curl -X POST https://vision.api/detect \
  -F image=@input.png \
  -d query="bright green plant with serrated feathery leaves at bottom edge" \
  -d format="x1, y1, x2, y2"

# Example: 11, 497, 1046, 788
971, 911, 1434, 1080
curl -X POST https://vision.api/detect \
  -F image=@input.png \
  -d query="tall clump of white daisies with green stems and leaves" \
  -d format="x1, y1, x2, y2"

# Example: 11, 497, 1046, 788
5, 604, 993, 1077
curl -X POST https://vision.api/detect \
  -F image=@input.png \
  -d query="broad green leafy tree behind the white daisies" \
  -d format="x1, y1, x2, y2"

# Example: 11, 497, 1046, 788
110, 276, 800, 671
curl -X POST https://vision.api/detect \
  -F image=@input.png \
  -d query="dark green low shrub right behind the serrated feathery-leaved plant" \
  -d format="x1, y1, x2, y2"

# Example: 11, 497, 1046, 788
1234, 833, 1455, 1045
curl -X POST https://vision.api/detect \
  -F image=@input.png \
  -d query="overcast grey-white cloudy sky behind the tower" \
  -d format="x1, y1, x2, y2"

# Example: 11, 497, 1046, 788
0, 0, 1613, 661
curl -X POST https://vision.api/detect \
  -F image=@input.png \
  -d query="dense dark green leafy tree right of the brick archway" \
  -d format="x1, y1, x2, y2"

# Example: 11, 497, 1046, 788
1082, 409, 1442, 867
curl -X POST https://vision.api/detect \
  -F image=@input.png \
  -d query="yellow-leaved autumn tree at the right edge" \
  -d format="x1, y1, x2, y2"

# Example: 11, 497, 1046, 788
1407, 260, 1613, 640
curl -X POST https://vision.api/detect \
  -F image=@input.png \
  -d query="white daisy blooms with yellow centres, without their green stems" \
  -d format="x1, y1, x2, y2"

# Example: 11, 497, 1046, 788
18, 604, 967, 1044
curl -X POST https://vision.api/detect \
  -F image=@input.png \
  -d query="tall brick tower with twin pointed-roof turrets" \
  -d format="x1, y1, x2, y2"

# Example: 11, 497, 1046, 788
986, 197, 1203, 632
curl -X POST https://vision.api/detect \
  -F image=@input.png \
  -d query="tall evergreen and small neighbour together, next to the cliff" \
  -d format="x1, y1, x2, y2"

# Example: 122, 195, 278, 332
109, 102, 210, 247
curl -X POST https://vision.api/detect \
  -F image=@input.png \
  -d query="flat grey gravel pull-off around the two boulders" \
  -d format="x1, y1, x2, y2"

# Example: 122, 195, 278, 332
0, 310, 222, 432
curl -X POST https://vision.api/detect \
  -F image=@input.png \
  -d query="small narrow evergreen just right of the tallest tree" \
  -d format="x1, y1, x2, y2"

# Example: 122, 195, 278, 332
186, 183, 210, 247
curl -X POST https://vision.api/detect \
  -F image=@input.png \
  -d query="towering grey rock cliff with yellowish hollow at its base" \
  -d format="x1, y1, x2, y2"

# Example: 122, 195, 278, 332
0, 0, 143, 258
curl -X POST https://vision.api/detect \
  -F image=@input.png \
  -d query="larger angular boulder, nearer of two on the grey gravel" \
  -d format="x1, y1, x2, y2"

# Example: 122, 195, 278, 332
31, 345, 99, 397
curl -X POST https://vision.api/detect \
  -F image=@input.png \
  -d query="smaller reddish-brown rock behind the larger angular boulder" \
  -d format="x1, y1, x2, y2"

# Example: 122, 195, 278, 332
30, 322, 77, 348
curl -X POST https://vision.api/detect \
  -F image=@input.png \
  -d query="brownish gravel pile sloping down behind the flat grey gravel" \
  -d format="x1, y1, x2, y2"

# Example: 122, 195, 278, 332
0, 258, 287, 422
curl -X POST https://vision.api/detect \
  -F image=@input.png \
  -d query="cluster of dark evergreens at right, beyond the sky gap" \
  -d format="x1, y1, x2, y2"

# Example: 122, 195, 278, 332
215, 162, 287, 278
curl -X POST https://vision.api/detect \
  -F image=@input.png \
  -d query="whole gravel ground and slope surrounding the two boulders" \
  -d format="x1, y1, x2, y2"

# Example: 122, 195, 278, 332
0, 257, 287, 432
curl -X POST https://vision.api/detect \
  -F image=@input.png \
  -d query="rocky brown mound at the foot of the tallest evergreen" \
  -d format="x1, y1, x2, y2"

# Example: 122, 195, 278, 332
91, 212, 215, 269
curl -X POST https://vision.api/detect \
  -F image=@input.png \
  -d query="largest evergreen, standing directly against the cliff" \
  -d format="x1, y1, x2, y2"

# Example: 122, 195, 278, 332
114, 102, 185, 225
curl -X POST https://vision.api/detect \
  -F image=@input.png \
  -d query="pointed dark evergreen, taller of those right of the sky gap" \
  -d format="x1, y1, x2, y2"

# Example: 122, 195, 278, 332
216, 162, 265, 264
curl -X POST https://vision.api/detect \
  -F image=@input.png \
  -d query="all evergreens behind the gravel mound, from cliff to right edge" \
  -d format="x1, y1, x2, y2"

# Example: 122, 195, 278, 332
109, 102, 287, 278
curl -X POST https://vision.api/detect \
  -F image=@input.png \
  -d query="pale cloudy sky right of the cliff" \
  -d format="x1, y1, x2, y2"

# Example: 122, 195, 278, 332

____

Goal of the exercise — Leaving every word in place, output the whole listing above.

Reply —
curl -X POST https://vision.api/detect \
  -F image=@input.png \
  -d query="bright green plant with serrated feathery leaves at bottom edge" \
  -d format="x1, y1, x2, y2"

# Example: 11, 497, 1046, 788
971, 911, 1434, 1080
curl -X POST https://vision.api/detect \
  -F image=@input.png \
  -d query="tall clump of white daisies with green stems and leaves" \
  -d format="x1, y1, x2, y2"

# Example: 11, 497, 1046, 788
5, 604, 993, 1077
curl -X POST https://vision.api/detect \
  -F image=@input.png \
  -d query="broad green leafy tree behind the white daisies" \
  -d format="x1, y1, x2, y2"

# Example: 11, 497, 1046, 788
110, 276, 800, 671
curl -X POST https://vision.api/detect \
  -F image=@input.png \
  -d query="dark green low shrub right behind the serrated feathery-leaved plant" \
  -d format="x1, y1, x2, y2"

# Example: 11, 497, 1046, 788
1234, 833, 1455, 1045
curl -X POST https://vision.api/detect \
  -F image=@input.png \
  -d query="overcast grey-white cloudy sky behind the tower" \
  -d format="x1, y1, x2, y2"

# Example: 11, 497, 1046, 788
0, 0, 1613, 661
curl -X POST https://vision.api/detect \
  -F image=@input.png \
  -d query="dense dark green leafy tree right of the brick archway" \
  -d format="x1, y1, x2, y2"

# Example: 11, 497, 1046, 788
1082, 409, 1442, 867
curl -X POST https://vision.api/detect \
  -F image=@input.png \
  -d query="yellow-leaved autumn tree at the right edge" \
  -d format="x1, y1, x2, y2"

# Example: 11, 497, 1046, 788
1407, 260, 1613, 640
curl -X POST https://vision.api/detect \
  -F image=@input.png \
  -d query="white daisy blooms with yellow centres, without their green stems" \
  -d format="x1, y1, x2, y2"

# Example: 11, 497, 1046, 788
18, 604, 967, 1044
curl -X POST https://vision.api/detect \
  -F image=@input.png \
  -d query="tall brick tower with twin pointed-roof turrets" \
  -d format="x1, y1, x2, y2"

# Example: 11, 497, 1046, 788
986, 197, 1203, 632
curl -X POST https://vision.api/detect \
  -F image=@input.png \
  -d query="tall evergreen and small neighbour together, next to the cliff" \
  -d format="x1, y1, x2, y2"

# Example: 122, 195, 278, 332
109, 102, 210, 247
curl -X POST https://vision.api/detect \
  -F image=@input.png \
  -d query="flat grey gravel pull-off around the two boulders" \
  -d format="x1, y1, x2, y2"

# Example: 122, 195, 278, 332
0, 310, 222, 432
curl -X POST https://vision.api/detect \
  -F image=@input.png \
  -d query="small narrow evergreen just right of the tallest tree" \
  -d format="x1, y1, x2, y2"

# Example: 122, 195, 278, 332
186, 183, 210, 247
curl -X POST https://vision.api/detect \
  -F image=@input.png \
  -d query="towering grey rock cliff with yellowish hollow at its base" \
  -d format="x1, y1, x2, y2"

# Example: 122, 195, 278, 332
0, 0, 143, 258
curl -X POST https://vision.api/detect \
  -F image=@input.png \
  -d query="larger angular boulder, nearer of two on the grey gravel" \
  -d format="x1, y1, x2, y2"

# Example: 122, 195, 278, 332
31, 345, 99, 397
curl -X POST https://vision.api/detect \
  -F image=@input.png \
  -d query="smaller reddish-brown rock behind the larger angular boulder" \
  -d format="x1, y1, x2, y2"

# Example: 122, 195, 278, 332
30, 322, 77, 348
curl -X POST https://vision.api/detect \
  -F image=@input.png \
  -d query="brownish gravel pile sloping down behind the flat grey gravel" \
  -d format="x1, y1, x2, y2"

# Example: 122, 195, 278, 332
0, 258, 287, 422
curl -X POST https://vision.api/detect \
  -F image=@input.png \
  -d query="cluster of dark evergreens at right, beyond the sky gap" \
  -d format="x1, y1, x2, y2"

# Example: 122, 195, 278, 332
215, 162, 287, 278
curl -X POST https://vision.api/detect \
  -F image=@input.png \
  -d query="whole gravel ground and slope surrounding the two boulders" \
  -d format="x1, y1, x2, y2"

# Example: 122, 195, 278, 332
0, 257, 287, 432
curl -X POST https://vision.api/detect \
  -F image=@input.png \
  -d query="rocky brown mound at the foot of the tallest evergreen" \
  -d format="x1, y1, x2, y2"

# Example: 122, 195, 278, 332
91, 212, 215, 269
curl -X POST https://vision.api/detect \
  -F image=@input.png \
  -d query="largest evergreen, standing directly against the cliff" \
  -d format="x1, y1, x2, y2"

# Example: 122, 195, 278, 332
114, 102, 185, 225
curl -X POST https://vision.api/detect \
  -F image=@input.png \
  -d query="pointed dark evergreen, taller of those right of the sky gap" \
  -d format="x1, y1, x2, y2"

# Example: 122, 195, 278, 332
216, 162, 265, 264
curl -X POST https://vision.api/detect \
  -F image=@input.png \
  -d query="all evergreens behind the gravel mound, from cliff to right edge" \
  -d format="x1, y1, x2, y2"

# Example: 122, 195, 278, 332
109, 102, 287, 278
curl -X POST https://vision.api/detect \
  -F image=@input.png \
  -d query="pale cloudy sky right of the cliff" \
  -d format="x1, y1, x2, y2"

# Example: 122, 195, 278, 332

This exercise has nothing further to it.